◆ What is needed
Count the lines in the data below that include the word "wooden", then state the total and nothing besides.
------ Source data ------
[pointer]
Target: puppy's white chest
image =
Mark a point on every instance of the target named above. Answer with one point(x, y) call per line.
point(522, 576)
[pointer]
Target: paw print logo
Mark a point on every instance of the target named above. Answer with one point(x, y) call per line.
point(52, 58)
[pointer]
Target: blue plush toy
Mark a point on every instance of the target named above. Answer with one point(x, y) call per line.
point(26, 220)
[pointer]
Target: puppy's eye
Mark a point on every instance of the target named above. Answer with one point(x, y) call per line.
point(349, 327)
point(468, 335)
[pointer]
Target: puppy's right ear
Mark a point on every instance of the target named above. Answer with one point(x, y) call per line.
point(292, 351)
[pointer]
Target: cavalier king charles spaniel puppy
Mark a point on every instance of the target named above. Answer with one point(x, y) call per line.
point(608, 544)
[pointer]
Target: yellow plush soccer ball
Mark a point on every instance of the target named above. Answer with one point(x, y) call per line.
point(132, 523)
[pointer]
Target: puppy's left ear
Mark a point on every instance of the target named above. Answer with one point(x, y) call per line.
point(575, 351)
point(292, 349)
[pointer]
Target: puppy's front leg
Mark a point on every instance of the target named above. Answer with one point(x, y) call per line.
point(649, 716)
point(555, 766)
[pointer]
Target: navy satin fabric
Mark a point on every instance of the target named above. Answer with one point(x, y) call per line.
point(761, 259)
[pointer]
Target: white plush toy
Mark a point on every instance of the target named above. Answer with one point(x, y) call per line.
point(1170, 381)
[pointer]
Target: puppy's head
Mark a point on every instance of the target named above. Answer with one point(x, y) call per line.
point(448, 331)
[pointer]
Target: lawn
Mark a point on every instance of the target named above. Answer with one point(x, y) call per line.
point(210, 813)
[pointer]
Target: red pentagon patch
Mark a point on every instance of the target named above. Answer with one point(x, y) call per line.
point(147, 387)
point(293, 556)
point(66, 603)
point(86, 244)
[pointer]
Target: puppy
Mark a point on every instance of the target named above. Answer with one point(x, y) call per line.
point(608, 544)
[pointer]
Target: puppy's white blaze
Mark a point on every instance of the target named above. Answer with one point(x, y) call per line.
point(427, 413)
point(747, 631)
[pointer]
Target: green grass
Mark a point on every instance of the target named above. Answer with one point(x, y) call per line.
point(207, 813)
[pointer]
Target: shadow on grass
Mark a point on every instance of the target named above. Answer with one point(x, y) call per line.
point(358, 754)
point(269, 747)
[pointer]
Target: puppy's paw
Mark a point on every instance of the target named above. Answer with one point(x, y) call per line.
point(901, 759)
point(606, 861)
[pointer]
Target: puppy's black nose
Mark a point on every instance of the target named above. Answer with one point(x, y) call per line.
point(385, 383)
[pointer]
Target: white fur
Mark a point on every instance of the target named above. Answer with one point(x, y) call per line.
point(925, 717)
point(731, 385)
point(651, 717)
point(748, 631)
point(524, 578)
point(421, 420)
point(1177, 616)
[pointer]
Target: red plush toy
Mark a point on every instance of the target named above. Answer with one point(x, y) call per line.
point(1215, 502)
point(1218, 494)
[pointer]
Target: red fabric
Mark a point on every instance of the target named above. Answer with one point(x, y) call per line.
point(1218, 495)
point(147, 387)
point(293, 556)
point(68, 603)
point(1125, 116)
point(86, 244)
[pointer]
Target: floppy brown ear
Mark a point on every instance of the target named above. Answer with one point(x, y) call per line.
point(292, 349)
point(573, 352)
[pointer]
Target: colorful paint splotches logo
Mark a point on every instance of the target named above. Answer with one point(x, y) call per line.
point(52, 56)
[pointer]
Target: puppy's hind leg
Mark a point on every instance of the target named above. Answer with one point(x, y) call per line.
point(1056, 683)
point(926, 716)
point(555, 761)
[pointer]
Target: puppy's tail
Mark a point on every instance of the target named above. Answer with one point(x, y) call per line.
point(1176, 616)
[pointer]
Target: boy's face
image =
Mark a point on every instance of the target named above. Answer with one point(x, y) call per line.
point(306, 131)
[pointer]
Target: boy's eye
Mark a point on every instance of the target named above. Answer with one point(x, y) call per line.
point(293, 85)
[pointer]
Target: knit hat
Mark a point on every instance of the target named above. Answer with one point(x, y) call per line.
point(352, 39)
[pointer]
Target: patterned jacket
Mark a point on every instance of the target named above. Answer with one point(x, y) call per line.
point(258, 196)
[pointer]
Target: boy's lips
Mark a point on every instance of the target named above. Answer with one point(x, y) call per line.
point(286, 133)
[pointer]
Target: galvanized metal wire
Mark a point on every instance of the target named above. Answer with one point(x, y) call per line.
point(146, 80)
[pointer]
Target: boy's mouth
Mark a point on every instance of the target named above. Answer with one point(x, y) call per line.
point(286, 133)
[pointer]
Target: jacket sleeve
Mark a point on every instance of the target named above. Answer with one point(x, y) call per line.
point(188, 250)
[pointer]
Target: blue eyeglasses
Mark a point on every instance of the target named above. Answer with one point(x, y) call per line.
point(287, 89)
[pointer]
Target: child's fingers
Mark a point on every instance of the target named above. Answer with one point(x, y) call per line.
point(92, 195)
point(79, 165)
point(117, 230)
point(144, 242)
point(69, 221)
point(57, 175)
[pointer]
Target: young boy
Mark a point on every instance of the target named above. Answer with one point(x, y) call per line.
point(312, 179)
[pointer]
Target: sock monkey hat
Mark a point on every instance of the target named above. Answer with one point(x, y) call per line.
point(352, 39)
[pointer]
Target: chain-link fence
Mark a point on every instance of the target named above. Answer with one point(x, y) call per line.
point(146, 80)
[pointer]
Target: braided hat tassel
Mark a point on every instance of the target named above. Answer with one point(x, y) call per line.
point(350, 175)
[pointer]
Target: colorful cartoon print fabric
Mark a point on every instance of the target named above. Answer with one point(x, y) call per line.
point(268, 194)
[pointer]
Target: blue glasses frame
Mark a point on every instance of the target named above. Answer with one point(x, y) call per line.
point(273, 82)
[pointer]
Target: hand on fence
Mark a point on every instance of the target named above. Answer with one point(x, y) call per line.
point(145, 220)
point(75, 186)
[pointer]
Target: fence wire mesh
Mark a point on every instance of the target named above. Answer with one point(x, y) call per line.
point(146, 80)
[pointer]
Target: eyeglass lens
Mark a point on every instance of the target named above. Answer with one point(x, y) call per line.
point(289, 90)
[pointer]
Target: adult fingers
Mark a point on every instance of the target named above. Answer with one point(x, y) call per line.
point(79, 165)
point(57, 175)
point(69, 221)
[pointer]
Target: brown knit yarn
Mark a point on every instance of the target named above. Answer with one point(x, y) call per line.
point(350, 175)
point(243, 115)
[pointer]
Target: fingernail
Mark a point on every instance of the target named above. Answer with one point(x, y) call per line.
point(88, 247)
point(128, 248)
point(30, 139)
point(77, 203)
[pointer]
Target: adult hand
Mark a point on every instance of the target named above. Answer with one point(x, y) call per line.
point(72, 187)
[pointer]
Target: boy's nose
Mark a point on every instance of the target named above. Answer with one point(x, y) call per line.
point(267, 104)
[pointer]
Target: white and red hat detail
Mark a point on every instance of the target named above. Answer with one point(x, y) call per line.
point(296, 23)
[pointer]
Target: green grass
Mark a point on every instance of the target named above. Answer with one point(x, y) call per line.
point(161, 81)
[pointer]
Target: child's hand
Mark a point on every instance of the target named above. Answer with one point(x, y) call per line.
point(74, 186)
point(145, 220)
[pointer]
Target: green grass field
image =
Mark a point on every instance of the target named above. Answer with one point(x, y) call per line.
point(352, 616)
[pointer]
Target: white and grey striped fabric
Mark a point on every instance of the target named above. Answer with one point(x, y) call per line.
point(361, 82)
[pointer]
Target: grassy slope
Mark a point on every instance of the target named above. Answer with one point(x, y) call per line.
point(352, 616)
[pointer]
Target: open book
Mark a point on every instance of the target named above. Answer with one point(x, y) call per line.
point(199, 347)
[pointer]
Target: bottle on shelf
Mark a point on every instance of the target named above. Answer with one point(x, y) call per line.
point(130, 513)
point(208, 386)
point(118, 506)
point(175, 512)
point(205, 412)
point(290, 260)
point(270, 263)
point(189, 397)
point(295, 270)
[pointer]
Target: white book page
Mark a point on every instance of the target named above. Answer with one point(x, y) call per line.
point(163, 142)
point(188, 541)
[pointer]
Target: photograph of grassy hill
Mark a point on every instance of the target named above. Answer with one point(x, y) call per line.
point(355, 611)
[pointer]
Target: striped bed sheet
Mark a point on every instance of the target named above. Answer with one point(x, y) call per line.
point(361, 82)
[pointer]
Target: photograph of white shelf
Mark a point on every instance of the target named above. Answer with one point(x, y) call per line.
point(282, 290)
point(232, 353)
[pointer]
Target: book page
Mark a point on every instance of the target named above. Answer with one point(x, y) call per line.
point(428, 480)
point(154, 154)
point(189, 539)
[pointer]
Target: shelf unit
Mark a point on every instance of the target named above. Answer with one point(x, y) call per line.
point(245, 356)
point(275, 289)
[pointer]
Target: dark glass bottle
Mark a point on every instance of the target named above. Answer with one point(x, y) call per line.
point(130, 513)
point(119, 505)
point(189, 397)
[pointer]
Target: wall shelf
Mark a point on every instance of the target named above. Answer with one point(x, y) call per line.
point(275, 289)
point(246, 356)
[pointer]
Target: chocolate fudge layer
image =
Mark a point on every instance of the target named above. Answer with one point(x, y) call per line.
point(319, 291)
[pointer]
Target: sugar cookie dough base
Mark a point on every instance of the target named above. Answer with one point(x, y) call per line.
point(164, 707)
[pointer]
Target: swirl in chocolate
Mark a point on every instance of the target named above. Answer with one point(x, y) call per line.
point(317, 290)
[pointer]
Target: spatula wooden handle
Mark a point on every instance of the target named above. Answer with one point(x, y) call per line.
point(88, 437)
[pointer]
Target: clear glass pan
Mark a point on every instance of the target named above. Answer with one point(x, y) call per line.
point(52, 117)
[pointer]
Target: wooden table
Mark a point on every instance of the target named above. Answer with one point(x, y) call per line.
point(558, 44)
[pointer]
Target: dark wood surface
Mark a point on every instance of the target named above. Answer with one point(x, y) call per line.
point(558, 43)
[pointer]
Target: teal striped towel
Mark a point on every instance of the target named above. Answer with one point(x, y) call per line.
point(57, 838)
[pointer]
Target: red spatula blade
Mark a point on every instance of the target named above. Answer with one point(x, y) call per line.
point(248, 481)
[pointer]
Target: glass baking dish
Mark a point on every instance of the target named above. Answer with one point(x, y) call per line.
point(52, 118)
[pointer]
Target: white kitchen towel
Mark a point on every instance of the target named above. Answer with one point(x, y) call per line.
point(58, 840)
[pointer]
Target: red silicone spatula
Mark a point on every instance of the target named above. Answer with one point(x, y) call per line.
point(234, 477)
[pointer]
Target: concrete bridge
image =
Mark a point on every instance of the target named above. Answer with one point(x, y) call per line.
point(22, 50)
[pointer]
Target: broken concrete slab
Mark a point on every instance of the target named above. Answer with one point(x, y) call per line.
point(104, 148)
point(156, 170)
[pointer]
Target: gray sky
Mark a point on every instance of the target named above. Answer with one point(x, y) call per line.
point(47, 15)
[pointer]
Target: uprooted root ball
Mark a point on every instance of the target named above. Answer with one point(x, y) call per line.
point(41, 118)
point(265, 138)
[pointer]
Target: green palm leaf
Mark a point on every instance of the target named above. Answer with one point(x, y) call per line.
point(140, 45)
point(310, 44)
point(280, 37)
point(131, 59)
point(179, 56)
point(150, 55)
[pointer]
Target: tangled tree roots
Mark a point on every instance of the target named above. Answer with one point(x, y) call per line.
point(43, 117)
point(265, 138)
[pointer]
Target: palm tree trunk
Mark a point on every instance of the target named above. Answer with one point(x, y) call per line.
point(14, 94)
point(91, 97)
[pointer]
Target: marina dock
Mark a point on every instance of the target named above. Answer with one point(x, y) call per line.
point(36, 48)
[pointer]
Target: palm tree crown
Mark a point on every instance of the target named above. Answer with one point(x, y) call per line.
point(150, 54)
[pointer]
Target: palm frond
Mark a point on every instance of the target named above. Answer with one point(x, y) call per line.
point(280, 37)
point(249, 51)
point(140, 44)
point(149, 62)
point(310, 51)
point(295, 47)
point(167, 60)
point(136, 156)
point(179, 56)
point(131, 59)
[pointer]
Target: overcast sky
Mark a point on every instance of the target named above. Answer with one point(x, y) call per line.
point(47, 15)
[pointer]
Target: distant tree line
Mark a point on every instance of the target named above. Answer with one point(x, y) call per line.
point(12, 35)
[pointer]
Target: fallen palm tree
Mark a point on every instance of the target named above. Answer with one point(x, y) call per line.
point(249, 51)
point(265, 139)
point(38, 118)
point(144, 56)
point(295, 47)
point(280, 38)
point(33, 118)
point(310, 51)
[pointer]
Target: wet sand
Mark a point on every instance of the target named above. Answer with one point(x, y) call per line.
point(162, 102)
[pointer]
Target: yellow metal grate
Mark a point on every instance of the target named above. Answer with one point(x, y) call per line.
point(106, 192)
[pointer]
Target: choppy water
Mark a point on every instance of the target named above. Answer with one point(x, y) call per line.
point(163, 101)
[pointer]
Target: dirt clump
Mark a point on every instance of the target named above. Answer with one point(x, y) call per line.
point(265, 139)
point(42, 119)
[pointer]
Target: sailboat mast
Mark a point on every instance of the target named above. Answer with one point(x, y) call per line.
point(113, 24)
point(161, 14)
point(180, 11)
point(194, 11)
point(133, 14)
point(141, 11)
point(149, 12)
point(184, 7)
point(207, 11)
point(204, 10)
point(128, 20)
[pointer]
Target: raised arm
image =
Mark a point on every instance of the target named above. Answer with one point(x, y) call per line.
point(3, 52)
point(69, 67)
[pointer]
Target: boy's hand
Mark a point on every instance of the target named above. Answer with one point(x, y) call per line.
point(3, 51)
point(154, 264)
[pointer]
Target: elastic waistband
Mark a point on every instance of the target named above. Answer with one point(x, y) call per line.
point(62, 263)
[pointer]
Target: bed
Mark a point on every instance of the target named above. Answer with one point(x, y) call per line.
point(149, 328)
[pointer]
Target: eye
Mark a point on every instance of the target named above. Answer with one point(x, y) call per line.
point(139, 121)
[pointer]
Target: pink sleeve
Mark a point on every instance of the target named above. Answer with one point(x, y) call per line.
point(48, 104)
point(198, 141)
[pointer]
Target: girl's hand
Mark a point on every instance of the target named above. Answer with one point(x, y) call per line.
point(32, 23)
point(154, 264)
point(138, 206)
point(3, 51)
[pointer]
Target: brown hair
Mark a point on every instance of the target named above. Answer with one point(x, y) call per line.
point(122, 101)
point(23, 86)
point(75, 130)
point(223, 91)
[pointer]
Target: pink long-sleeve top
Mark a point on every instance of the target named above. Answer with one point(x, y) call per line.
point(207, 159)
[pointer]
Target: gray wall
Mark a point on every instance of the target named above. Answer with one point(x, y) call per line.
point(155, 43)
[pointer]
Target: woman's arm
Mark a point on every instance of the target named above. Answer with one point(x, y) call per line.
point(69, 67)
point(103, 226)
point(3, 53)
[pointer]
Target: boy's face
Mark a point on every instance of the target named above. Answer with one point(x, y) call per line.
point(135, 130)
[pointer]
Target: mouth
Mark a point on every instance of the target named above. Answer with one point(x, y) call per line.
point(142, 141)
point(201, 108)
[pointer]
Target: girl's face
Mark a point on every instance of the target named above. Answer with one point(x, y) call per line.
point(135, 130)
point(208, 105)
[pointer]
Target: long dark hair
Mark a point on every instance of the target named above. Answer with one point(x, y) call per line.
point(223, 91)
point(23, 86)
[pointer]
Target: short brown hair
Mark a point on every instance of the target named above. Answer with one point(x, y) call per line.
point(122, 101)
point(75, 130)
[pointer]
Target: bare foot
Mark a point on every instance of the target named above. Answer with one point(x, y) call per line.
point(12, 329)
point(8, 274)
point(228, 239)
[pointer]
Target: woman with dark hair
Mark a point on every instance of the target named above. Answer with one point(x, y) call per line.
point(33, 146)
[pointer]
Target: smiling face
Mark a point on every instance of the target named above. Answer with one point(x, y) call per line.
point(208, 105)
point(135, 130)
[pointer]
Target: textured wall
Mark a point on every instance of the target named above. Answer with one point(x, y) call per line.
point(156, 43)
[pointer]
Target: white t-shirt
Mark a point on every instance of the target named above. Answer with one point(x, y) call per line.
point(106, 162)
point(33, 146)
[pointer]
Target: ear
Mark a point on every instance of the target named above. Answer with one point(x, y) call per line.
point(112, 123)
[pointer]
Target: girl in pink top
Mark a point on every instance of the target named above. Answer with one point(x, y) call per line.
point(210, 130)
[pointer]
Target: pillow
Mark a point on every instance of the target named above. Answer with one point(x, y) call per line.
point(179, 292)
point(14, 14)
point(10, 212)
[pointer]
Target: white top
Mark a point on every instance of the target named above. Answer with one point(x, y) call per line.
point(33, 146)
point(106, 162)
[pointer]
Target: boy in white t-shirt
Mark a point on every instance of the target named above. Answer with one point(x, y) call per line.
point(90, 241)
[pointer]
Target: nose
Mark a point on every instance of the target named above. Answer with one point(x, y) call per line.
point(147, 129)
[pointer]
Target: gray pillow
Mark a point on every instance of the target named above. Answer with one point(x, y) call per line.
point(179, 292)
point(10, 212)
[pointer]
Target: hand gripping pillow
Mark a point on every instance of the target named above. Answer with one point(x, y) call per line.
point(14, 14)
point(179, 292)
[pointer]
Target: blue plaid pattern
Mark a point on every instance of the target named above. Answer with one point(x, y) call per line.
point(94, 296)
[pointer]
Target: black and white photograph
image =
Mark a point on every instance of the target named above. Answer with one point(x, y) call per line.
------
◆ Expected answer
2